How many lines below contain the word "smoke"? Case counts. Give only the number.

(Records of labeled boxes)
======

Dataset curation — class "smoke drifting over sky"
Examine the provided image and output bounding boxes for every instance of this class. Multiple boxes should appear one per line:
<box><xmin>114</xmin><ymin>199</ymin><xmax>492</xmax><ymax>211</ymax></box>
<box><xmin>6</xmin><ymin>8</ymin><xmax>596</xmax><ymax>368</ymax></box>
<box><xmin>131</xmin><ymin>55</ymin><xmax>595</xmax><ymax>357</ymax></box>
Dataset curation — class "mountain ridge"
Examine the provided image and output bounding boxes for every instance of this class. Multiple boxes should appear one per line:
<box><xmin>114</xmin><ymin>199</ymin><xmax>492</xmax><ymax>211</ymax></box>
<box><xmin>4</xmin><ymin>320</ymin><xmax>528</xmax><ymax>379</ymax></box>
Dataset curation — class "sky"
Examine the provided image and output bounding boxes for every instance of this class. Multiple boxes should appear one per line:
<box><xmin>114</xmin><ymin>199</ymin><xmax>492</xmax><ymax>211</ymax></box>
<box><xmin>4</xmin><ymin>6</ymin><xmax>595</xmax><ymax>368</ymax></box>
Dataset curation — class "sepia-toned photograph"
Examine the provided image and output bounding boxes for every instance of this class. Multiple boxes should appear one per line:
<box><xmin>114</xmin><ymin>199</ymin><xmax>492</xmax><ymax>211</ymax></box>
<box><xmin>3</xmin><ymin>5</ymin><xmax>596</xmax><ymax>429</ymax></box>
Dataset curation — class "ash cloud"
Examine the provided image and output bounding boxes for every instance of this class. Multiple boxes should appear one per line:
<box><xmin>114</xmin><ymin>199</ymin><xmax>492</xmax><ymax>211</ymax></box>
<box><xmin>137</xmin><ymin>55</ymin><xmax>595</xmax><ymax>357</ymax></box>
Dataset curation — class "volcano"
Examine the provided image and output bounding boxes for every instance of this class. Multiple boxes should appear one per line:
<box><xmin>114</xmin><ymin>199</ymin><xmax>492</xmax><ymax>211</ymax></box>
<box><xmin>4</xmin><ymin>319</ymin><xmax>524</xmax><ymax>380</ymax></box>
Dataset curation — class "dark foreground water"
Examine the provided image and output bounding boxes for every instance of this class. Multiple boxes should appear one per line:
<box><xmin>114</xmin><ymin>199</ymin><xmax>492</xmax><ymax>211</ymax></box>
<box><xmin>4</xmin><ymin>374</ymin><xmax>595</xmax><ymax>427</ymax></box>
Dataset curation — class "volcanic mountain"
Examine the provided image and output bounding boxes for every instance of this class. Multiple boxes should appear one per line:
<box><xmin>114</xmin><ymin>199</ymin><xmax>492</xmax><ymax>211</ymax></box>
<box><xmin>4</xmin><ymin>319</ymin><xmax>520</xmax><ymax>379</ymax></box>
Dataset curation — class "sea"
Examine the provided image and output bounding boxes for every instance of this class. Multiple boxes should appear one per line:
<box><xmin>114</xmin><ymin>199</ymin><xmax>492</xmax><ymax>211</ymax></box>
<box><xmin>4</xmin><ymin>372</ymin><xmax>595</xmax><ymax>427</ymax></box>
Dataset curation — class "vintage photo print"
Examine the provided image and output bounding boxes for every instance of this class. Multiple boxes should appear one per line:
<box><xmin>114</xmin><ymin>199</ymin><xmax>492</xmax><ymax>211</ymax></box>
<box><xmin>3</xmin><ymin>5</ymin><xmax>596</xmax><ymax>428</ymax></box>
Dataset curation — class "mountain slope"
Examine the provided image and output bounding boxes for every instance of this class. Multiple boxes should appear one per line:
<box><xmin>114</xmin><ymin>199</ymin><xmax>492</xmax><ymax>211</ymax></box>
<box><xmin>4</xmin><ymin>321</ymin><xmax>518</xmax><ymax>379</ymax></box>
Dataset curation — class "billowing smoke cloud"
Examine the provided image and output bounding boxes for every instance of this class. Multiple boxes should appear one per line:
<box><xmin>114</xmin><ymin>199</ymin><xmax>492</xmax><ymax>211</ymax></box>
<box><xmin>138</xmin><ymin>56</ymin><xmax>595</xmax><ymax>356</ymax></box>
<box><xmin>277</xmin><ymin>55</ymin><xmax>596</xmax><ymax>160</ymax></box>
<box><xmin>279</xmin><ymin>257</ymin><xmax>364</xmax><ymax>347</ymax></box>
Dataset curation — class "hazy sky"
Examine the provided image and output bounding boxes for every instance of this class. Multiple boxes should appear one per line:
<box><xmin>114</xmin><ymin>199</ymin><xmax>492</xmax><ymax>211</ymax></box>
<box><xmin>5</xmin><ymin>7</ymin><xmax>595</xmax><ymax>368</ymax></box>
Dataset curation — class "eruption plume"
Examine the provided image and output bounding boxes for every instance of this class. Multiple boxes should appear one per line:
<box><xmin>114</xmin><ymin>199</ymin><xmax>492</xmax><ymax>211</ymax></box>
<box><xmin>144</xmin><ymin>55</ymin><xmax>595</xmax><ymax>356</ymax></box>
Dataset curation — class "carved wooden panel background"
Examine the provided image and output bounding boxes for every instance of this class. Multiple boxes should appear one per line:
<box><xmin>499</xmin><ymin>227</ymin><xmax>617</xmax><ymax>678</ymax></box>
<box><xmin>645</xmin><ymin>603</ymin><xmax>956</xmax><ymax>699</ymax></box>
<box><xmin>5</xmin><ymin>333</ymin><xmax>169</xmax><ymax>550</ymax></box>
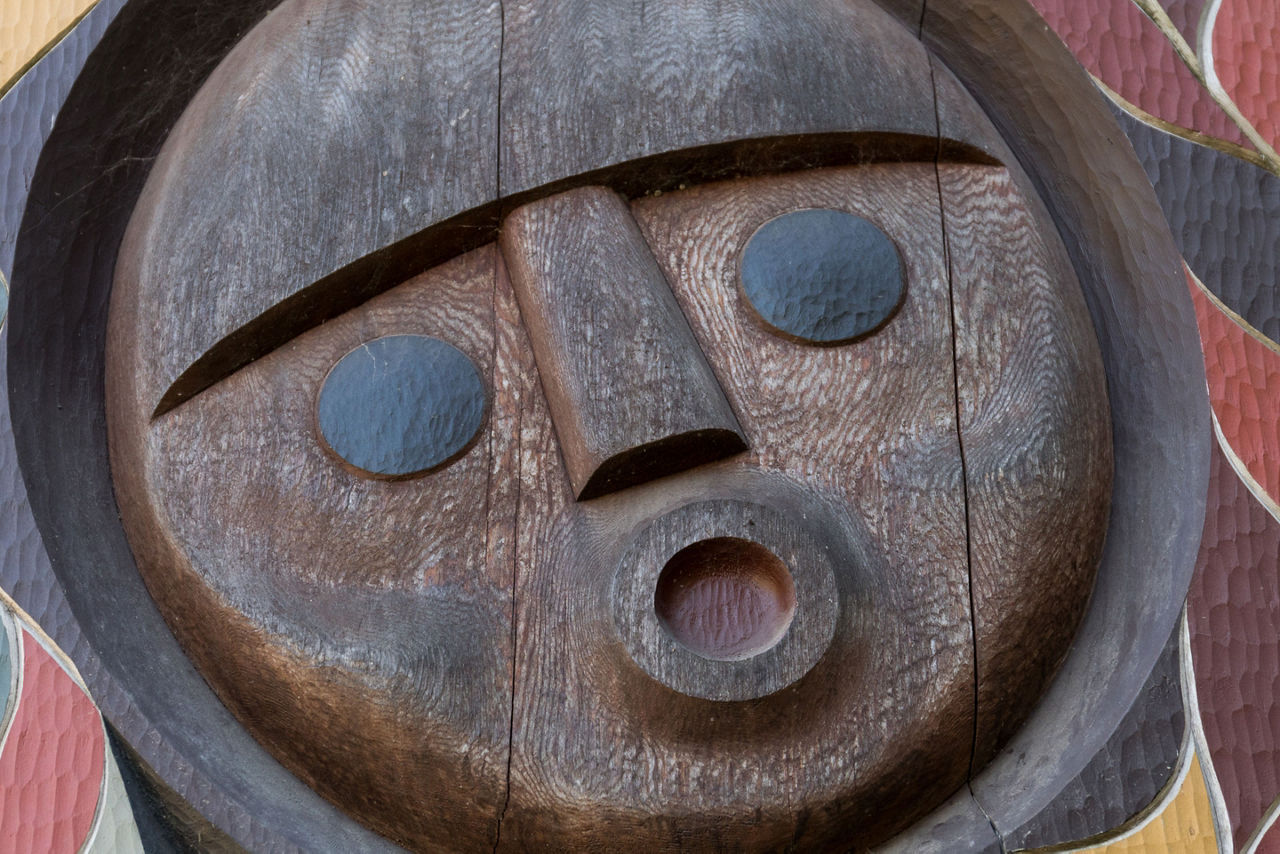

======

:: The reply ::
2